*To do*
Repeat every one of the rows below word for word, keeping each line unchanged.

--- Begin Supplied information ---

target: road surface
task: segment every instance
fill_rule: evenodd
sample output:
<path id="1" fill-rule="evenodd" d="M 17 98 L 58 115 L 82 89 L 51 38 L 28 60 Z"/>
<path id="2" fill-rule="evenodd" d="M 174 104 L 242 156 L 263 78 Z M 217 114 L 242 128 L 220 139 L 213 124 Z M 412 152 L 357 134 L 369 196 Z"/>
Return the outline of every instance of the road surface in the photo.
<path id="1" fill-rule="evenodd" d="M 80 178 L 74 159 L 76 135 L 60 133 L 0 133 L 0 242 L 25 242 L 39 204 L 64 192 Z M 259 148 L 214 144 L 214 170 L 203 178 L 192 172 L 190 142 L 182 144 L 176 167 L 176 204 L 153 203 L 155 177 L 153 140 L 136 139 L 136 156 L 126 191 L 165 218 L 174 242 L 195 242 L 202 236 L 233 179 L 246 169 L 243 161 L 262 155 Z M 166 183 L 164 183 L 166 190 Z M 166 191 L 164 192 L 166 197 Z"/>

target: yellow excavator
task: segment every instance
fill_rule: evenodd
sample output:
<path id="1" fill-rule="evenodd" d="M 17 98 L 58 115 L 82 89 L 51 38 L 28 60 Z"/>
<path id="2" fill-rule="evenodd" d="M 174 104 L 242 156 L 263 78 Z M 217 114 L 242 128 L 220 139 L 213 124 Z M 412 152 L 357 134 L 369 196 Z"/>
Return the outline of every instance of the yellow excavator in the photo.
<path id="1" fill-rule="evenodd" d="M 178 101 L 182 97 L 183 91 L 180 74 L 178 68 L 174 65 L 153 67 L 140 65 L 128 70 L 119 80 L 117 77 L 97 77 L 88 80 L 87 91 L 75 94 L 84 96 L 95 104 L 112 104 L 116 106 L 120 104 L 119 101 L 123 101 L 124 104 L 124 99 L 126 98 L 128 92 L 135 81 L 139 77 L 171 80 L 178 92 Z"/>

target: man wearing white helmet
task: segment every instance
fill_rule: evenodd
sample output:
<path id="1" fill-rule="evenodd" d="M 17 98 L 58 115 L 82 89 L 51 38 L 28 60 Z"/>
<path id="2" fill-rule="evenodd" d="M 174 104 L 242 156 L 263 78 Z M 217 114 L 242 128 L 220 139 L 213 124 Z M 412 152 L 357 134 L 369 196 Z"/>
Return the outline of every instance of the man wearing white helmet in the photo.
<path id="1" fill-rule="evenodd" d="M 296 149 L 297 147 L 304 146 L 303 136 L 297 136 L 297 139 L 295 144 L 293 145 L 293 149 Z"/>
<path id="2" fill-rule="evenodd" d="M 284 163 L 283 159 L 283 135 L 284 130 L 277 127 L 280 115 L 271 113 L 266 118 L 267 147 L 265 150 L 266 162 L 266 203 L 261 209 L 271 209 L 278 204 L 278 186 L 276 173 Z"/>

--- End Supplied information ---

*Final result*
target: road surface
task: segment every instance
fill_rule: evenodd
sample output:
<path id="1" fill-rule="evenodd" d="M 17 98 L 58 115 L 82 89 L 51 38 L 28 60 Z"/>
<path id="2" fill-rule="evenodd" d="M 174 104 L 242 156 L 263 78 Z M 217 114 L 242 128 L 220 139 L 213 124 Z M 412 152 L 357 134 L 369 196 Z"/>
Return the outline of every instance of the road surface in the photo.
<path id="1" fill-rule="evenodd" d="M 80 178 L 74 159 L 76 135 L 60 133 L 0 133 L 0 242 L 25 242 L 39 204 L 64 192 Z M 259 148 L 214 144 L 214 170 L 203 178 L 192 172 L 190 142 L 182 144 L 176 167 L 176 204 L 153 203 L 155 177 L 153 140 L 136 139 L 136 156 L 126 191 L 165 218 L 174 242 L 195 242 L 202 236 L 233 179 L 246 169 L 243 161 L 262 155 Z M 166 183 L 164 183 L 166 190 Z M 166 191 L 164 192 L 166 197 Z"/>

target: yellow excavator
task: segment every instance
fill_rule: evenodd
sample output:
<path id="1" fill-rule="evenodd" d="M 17 98 L 58 115 L 82 89 L 51 38 L 28 60 Z"/>
<path id="2" fill-rule="evenodd" d="M 174 104 L 242 156 L 263 78 Z M 217 114 L 242 128 L 220 139 L 213 124 Z M 412 152 L 357 134 L 369 196 Z"/>
Return the outline of every instance of the yellow excavator in the photo.
<path id="1" fill-rule="evenodd" d="M 178 101 L 182 97 L 183 91 L 180 74 L 178 68 L 174 65 L 153 67 L 140 65 L 128 70 L 119 80 L 117 77 L 97 77 L 88 80 L 87 91 L 75 94 L 84 96 L 95 104 L 112 104 L 116 106 L 120 104 L 119 101 L 123 101 L 124 104 L 124 99 L 126 98 L 128 92 L 135 81 L 139 77 L 171 80 L 178 92 Z"/>

target: man wearing white helmet
task: segment every instance
fill_rule: evenodd
sample output:
<path id="1" fill-rule="evenodd" d="M 17 98 L 58 115 L 82 89 L 51 38 L 28 60 Z"/>
<path id="2" fill-rule="evenodd" d="M 174 104 L 242 156 L 263 78 Z M 217 114 L 242 128 L 220 139 L 213 124 Z M 412 152 L 357 134 L 369 196 Z"/>
Return the outline of every instance of the man wearing white helmet in the photo.
<path id="1" fill-rule="evenodd" d="M 296 149 L 297 147 L 304 146 L 303 136 L 297 136 L 297 139 L 295 144 L 293 145 L 293 149 Z"/>
<path id="2" fill-rule="evenodd" d="M 284 163 L 283 159 L 283 135 L 284 130 L 277 127 L 280 115 L 271 113 L 266 118 L 267 147 L 265 150 L 266 162 L 266 203 L 261 209 L 271 209 L 278 204 L 278 186 L 276 173 Z"/>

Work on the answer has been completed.